Problem A.
Transcribe the e-book pricing post below word for word, starting at "Still has relevance" and ending at "in this controversy.".

====== Excerpted passage ======

Monthly Archives: March 2012

E-Book Price Increase May Stir Readers’ Passions- by Motoko Rich and Brad Stone

Still has relevance 2 years later:

The article I have chosen to write on was in the New York Times on February 11, 2010.

The article started out by making the assertion that the days of the $9.99 e-book download are over.  The days of the $12.99-$14.99 e-books are looming on the horizon.  With this information as the cover, the article launched into a retrospective of information that covered all the bases of the aggrieved parties in this controversy.

The publishers are portrayed as greedy because the e-books are not as expensive to produce and there are no printing and warehousing costs that need to be accounted for when thinking in terms of e-book production.  The publishers view was propounded by Mark Gompertz, digital vice president at Simon and Schuster, that the author, editor, copyeditor, typesetter/layout person, proofreader, and indexer are all parts of this puzzle that take a cut of the money that goes into making a QUALITY e-book.  You can scrimp in different areas, but the quality of the content will be in question when the e-book finally hits the download trail.

The consumer viewpoint was covered by quotes from individuals who seem to be “mad as hell and are not going to take it anymore” to quote a scene from the movie Network.  As the price increase is threatened, these individuals are going onto Amazon and giving books with higher prices bad reviews.  The book by Douglas Preston, Impact, was skewered since his publisher held back the e-book for 4 months waiting for the hardcover print sales to wane before the e-book hit the market.  Preston, on the other hand, attacked the consumer’s Wal-Mart mentality that thrives on Rock bottom pricing.  His view is that this mind-set is not particularly American and that selling products for no profits helps no one in the long run.

The advent of the I-Pad was mentioned as a game-changer in this serve and volley game of e-readers, publishers and consumers.  The I-Pad Agency model may be the selling process that helps to push Apple into the lead in the e-reader.  Since new purchasers may be coming into the market, the Amazon price point of $9.99 may mean nothing to them.  The new customers will accept the higher pricing since they know no other price structure.  If enough of these new customers are drawn to the I-Pad, then this influx will offset any backlash that occurs due to the increase in the pricing for the Amazon e-book downloads.

======

Problem B.
From the rows below, extract every line that contains the word "eyeglasses".

====== Material ======

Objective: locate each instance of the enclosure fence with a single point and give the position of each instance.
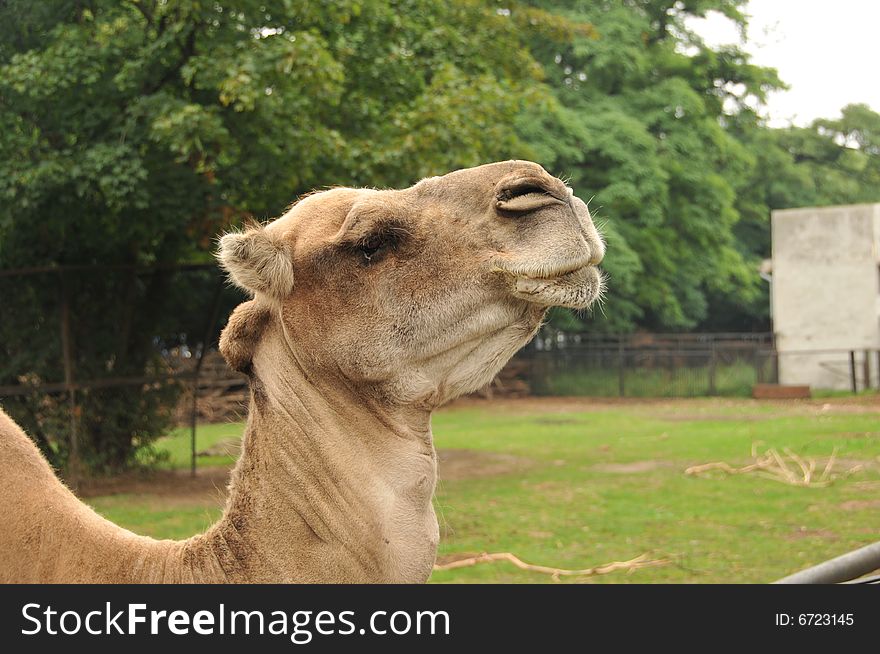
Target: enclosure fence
(76, 339)
(681, 365)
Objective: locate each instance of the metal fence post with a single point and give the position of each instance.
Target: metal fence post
(206, 343)
(73, 463)
(852, 371)
(711, 370)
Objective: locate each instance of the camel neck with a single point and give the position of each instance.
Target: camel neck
(330, 483)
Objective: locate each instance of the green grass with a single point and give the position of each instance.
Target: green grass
(735, 379)
(565, 510)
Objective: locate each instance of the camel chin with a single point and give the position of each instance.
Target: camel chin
(368, 309)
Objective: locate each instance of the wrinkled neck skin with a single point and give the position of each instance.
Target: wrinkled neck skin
(332, 484)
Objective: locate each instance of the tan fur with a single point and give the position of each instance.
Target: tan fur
(348, 346)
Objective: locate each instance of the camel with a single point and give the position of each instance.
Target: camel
(369, 309)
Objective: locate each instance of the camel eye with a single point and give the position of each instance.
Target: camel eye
(373, 246)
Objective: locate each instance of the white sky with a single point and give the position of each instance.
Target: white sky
(827, 52)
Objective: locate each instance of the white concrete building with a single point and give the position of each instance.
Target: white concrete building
(825, 294)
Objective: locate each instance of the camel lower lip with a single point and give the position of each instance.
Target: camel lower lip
(576, 289)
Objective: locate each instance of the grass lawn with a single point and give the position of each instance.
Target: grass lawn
(575, 483)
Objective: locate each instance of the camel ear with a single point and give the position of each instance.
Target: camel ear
(239, 338)
(258, 262)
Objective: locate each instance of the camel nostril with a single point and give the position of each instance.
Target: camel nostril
(525, 194)
(520, 190)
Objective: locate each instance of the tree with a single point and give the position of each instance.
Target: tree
(639, 126)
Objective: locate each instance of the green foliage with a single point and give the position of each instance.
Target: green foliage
(659, 131)
(134, 132)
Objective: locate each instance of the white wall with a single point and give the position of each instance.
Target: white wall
(826, 292)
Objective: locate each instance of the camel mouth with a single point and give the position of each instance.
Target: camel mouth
(526, 194)
(575, 289)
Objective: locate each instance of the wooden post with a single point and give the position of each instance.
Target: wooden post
(73, 462)
(711, 371)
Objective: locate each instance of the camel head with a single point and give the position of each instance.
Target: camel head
(415, 295)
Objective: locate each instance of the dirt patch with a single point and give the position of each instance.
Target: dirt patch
(804, 532)
(559, 421)
(858, 505)
(454, 464)
(630, 468)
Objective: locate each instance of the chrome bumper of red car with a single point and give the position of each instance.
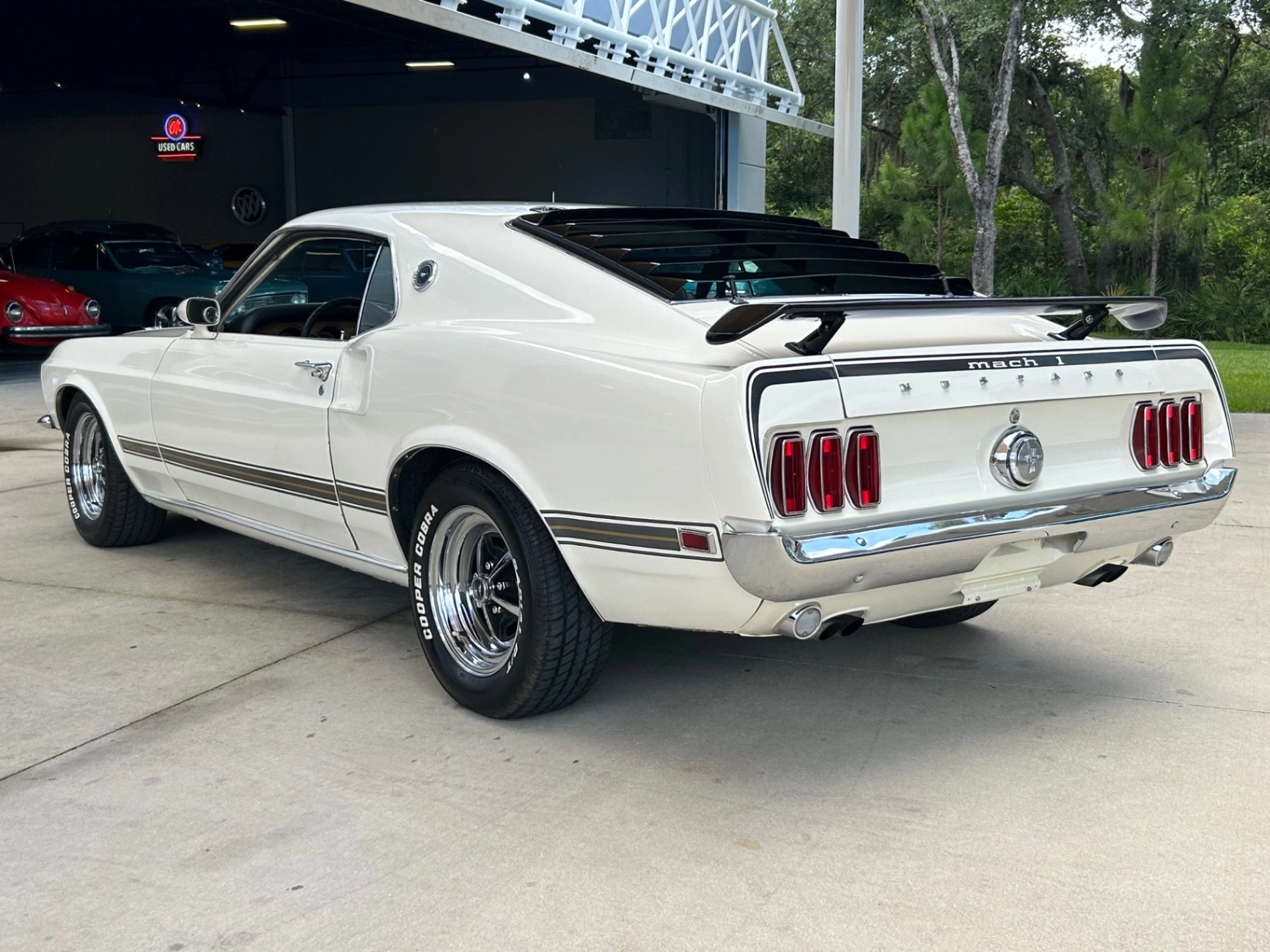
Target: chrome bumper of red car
(52, 331)
(785, 568)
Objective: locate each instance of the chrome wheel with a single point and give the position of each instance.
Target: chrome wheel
(88, 466)
(475, 591)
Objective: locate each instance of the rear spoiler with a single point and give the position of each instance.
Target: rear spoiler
(1139, 314)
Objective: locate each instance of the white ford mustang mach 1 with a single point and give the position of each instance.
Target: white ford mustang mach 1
(549, 421)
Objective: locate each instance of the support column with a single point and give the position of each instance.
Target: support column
(848, 79)
(746, 166)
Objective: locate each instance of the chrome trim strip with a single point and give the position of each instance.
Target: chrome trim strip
(199, 509)
(785, 568)
(69, 331)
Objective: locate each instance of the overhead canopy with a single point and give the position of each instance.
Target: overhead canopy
(713, 52)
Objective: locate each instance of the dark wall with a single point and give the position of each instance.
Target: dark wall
(92, 156)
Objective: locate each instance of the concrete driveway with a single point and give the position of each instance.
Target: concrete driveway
(213, 744)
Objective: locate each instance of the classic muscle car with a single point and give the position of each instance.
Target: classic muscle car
(544, 421)
(137, 272)
(37, 312)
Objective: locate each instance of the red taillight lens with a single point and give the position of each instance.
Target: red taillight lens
(824, 473)
(864, 468)
(789, 484)
(1170, 433)
(1145, 440)
(1193, 431)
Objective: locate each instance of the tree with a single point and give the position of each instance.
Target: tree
(982, 187)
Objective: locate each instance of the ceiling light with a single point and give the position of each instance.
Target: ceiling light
(265, 23)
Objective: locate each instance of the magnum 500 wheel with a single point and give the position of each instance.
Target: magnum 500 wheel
(503, 625)
(106, 506)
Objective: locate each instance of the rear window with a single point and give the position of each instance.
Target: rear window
(690, 254)
(135, 255)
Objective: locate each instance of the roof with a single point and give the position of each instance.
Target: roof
(687, 254)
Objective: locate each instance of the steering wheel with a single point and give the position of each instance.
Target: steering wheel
(338, 310)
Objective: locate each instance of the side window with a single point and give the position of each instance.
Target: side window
(33, 251)
(380, 303)
(76, 253)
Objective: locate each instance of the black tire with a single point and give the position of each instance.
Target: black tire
(945, 616)
(558, 643)
(121, 517)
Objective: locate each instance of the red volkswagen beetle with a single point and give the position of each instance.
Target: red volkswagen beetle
(38, 312)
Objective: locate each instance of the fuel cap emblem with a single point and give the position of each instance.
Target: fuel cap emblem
(1018, 459)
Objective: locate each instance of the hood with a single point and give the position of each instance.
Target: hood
(45, 301)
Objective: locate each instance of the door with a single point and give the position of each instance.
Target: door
(241, 416)
(241, 427)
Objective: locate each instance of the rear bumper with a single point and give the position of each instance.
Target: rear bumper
(782, 568)
(48, 333)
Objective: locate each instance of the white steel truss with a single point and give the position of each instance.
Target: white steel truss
(711, 52)
(715, 45)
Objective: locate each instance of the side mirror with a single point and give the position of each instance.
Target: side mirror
(199, 312)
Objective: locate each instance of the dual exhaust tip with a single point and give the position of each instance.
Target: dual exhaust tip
(807, 622)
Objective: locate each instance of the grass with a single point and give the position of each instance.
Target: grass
(1245, 371)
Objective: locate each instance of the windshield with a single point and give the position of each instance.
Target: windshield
(135, 255)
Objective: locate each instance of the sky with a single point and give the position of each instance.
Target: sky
(1098, 50)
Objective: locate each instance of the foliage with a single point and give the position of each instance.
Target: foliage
(1245, 371)
(1167, 163)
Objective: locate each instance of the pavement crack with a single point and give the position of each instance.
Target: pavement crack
(194, 697)
(183, 599)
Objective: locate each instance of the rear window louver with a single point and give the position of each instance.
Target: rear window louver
(687, 254)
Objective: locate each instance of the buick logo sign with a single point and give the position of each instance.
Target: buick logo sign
(248, 206)
(1018, 459)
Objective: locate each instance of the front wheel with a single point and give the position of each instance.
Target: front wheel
(502, 622)
(106, 506)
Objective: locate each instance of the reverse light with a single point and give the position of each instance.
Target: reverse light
(1145, 437)
(1170, 433)
(824, 473)
(864, 468)
(786, 476)
(1193, 431)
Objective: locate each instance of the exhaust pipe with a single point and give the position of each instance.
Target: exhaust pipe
(801, 624)
(843, 625)
(1157, 555)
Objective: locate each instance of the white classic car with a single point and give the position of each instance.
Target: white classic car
(549, 421)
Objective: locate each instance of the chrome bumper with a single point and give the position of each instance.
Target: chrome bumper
(782, 568)
(54, 331)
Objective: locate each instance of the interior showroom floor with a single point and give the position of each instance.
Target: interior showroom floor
(210, 743)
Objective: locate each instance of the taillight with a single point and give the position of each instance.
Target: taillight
(1170, 433)
(1193, 431)
(1145, 440)
(824, 473)
(864, 468)
(789, 484)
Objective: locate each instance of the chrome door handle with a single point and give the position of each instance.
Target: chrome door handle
(320, 369)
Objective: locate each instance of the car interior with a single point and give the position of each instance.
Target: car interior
(338, 273)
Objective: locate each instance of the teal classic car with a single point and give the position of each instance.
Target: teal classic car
(137, 272)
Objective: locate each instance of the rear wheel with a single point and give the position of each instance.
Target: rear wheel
(502, 622)
(945, 616)
(106, 506)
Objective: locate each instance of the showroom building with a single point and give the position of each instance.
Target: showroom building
(221, 119)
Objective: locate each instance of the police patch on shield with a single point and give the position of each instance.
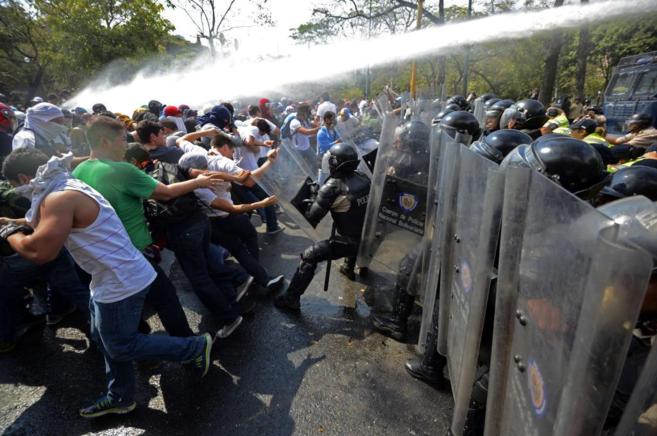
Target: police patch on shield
(408, 201)
(536, 387)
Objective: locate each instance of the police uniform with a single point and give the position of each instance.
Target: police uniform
(345, 196)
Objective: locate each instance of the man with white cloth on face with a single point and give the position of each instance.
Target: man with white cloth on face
(45, 130)
(67, 212)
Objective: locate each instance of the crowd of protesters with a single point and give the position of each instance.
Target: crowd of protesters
(90, 197)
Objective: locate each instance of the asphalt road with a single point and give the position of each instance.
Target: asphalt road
(324, 371)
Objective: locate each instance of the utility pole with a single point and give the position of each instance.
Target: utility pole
(420, 9)
(466, 61)
(369, 36)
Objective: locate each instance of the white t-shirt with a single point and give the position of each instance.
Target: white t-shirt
(207, 197)
(23, 139)
(324, 107)
(245, 158)
(224, 165)
(301, 142)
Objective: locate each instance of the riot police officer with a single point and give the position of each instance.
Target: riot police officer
(526, 115)
(462, 127)
(569, 162)
(493, 113)
(345, 195)
(498, 144)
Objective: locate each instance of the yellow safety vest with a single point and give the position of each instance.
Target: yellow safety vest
(562, 131)
(559, 120)
(594, 138)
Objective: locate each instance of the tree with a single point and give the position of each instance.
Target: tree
(583, 48)
(211, 18)
(551, 63)
(21, 61)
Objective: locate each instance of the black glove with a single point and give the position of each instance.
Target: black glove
(10, 228)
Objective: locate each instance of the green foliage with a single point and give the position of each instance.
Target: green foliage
(509, 68)
(60, 44)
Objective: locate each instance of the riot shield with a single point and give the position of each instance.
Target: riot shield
(566, 294)
(290, 180)
(479, 112)
(443, 182)
(640, 415)
(473, 250)
(396, 211)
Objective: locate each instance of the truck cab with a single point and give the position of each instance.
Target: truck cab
(632, 89)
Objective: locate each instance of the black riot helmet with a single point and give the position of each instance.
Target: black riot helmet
(573, 164)
(639, 122)
(490, 102)
(441, 115)
(634, 180)
(343, 159)
(458, 100)
(462, 126)
(498, 144)
(414, 136)
(533, 113)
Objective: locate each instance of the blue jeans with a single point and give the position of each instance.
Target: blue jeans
(114, 328)
(236, 234)
(17, 272)
(255, 193)
(212, 282)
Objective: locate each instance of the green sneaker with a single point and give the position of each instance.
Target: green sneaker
(7, 347)
(105, 406)
(203, 361)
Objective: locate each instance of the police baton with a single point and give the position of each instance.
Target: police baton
(328, 262)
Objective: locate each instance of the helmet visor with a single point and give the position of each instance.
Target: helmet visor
(483, 149)
(517, 158)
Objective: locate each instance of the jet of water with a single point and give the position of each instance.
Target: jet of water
(244, 74)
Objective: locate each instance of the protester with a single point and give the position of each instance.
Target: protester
(67, 212)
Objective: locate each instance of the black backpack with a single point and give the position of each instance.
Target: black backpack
(161, 214)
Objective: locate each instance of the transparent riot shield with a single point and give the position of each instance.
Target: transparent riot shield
(480, 112)
(396, 211)
(567, 297)
(473, 250)
(640, 415)
(447, 163)
(290, 180)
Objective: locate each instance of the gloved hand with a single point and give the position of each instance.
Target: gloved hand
(10, 228)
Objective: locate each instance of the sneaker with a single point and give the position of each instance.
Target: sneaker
(276, 231)
(243, 288)
(105, 406)
(228, 329)
(56, 318)
(6, 347)
(276, 283)
(203, 361)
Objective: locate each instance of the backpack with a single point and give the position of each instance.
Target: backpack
(285, 128)
(161, 214)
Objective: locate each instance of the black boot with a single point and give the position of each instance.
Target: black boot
(393, 323)
(418, 369)
(347, 268)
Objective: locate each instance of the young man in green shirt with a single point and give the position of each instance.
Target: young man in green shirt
(125, 187)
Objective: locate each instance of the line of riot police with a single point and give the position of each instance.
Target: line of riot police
(532, 264)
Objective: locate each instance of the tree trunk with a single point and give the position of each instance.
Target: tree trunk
(582, 59)
(442, 61)
(35, 83)
(551, 64)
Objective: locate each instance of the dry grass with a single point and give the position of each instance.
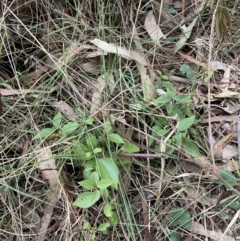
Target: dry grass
(49, 63)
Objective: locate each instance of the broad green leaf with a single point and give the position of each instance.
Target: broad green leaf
(130, 148)
(208, 75)
(163, 99)
(168, 85)
(91, 141)
(94, 177)
(104, 183)
(89, 121)
(185, 68)
(169, 108)
(44, 133)
(107, 127)
(103, 227)
(107, 210)
(104, 193)
(108, 169)
(57, 120)
(87, 225)
(228, 177)
(177, 111)
(184, 124)
(183, 99)
(69, 127)
(179, 217)
(157, 131)
(87, 199)
(87, 184)
(174, 236)
(232, 202)
(191, 148)
(114, 219)
(80, 151)
(177, 139)
(115, 138)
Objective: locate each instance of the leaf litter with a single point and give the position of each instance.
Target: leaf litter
(71, 65)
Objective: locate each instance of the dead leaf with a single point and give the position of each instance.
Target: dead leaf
(6, 92)
(66, 109)
(99, 86)
(186, 34)
(215, 235)
(152, 27)
(47, 166)
(121, 51)
(226, 94)
(148, 88)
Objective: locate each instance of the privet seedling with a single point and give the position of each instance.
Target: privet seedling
(100, 172)
(177, 106)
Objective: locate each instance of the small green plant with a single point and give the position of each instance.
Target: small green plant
(100, 173)
(187, 71)
(177, 106)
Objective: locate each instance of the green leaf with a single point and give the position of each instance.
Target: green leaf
(114, 219)
(104, 183)
(232, 202)
(115, 138)
(57, 120)
(191, 148)
(87, 225)
(228, 177)
(107, 210)
(80, 151)
(108, 169)
(190, 74)
(103, 227)
(179, 217)
(44, 133)
(87, 199)
(108, 127)
(163, 99)
(185, 68)
(174, 236)
(97, 150)
(177, 139)
(69, 127)
(184, 124)
(168, 85)
(183, 99)
(130, 148)
(104, 193)
(89, 121)
(91, 141)
(87, 184)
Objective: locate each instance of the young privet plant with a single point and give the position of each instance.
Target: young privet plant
(100, 170)
(178, 106)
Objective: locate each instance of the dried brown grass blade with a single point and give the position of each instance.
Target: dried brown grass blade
(47, 167)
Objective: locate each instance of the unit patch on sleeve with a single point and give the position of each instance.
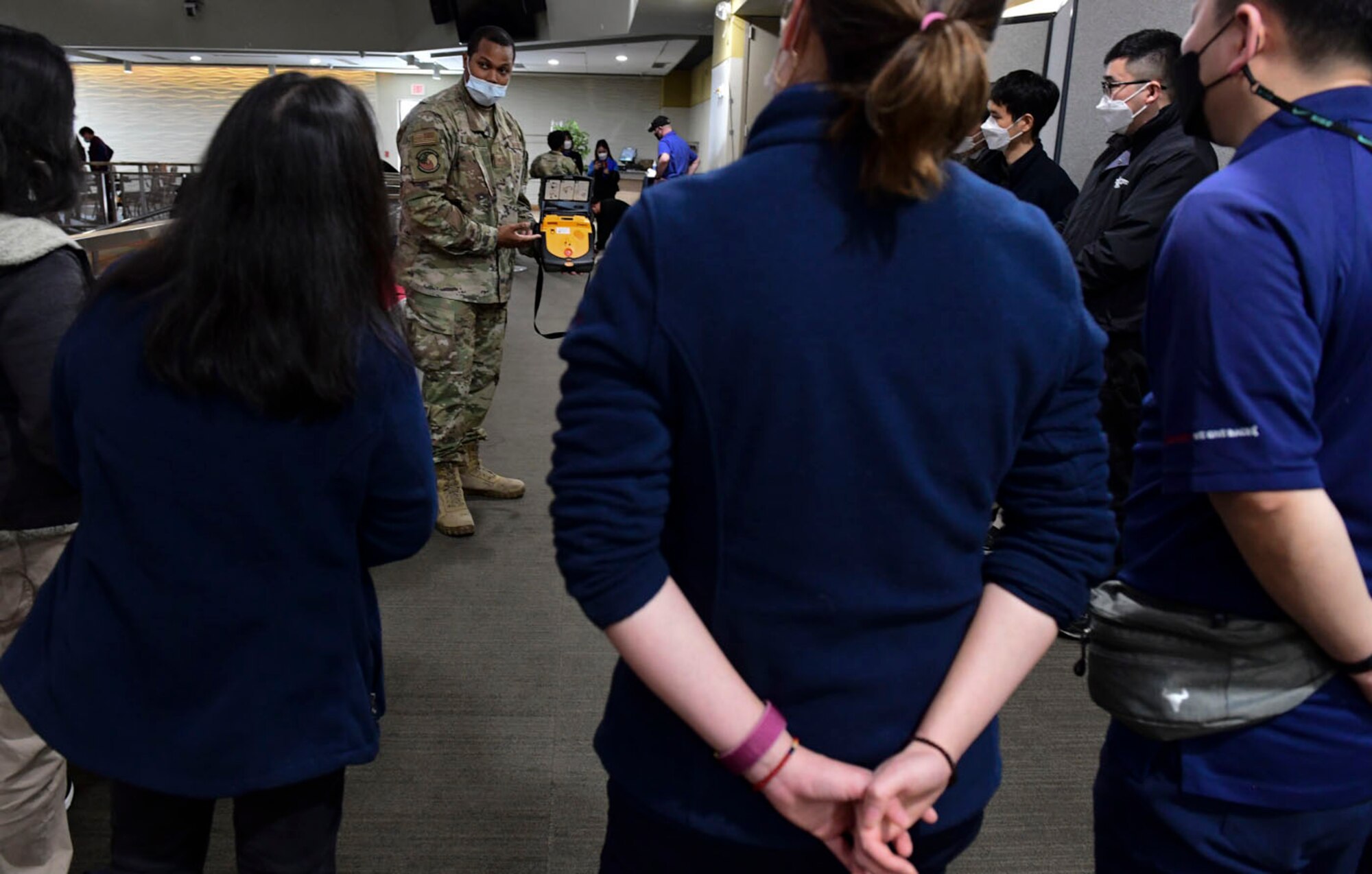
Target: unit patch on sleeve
(427, 164)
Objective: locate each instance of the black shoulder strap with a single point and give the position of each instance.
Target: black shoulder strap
(539, 303)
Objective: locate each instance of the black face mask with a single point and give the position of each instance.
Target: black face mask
(1189, 94)
(1189, 91)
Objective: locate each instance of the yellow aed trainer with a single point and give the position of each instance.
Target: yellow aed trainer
(567, 239)
(567, 234)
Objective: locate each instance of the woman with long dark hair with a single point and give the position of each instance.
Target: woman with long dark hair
(43, 281)
(607, 206)
(249, 438)
(776, 467)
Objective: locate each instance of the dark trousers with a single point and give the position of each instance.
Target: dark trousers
(1148, 825)
(639, 842)
(1122, 412)
(607, 220)
(285, 831)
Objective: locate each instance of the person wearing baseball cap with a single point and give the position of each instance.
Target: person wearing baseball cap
(674, 157)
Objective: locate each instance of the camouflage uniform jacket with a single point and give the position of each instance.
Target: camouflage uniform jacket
(463, 175)
(552, 164)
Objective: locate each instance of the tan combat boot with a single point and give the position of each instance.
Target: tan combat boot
(480, 481)
(453, 517)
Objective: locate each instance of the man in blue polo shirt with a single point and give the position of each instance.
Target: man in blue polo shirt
(674, 157)
(1253, 491)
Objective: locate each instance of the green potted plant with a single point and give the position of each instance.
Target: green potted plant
(581, 141)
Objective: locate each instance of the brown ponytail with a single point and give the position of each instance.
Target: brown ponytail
(912, 91)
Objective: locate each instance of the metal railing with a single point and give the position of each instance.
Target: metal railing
(120, 191)
(145, 200)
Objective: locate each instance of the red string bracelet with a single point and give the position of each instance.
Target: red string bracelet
(762, 784)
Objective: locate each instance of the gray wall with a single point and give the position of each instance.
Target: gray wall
(1019, 47)
(308, 25)
(1101, 24)
(611, 108)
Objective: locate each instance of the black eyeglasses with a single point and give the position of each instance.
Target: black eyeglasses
(1109, 87)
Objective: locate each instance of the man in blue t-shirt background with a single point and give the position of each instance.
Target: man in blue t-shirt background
(674, 157)
(1253, 485)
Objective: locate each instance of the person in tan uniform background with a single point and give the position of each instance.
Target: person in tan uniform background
(463, 174)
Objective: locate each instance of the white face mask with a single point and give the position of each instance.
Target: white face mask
(997, 137)
(1116, 115)
(485, 94)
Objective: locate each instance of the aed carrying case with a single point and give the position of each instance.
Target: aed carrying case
(567, 234)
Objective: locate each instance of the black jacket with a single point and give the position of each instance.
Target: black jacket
(1035, 179)
(607, 185)
(1113, 230)
(101, 152)
(38, 303)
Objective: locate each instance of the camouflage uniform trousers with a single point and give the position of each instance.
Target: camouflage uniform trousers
(34, 777)
(458, 346)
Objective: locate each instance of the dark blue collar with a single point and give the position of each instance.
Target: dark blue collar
(799, 115)
(1348, 105)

======

Output A.
Still has relevance 2 years later:

The article I have chosen to write on was in the New York Times on February 11, 2010.

The article started out by making the assertion that the days of the $9.99 e-book download are over.  The days of the $12.99-$14.99 e-books are looming on the horizon.  With this information as the cover, the article launched into a retrospective of information that covered all the bases of the aggrieved parties in this controversy.

Output B.
Objective: locate each instance of the black eyeglasses with a single point and give the position of each instance.
Target: black eyeglasses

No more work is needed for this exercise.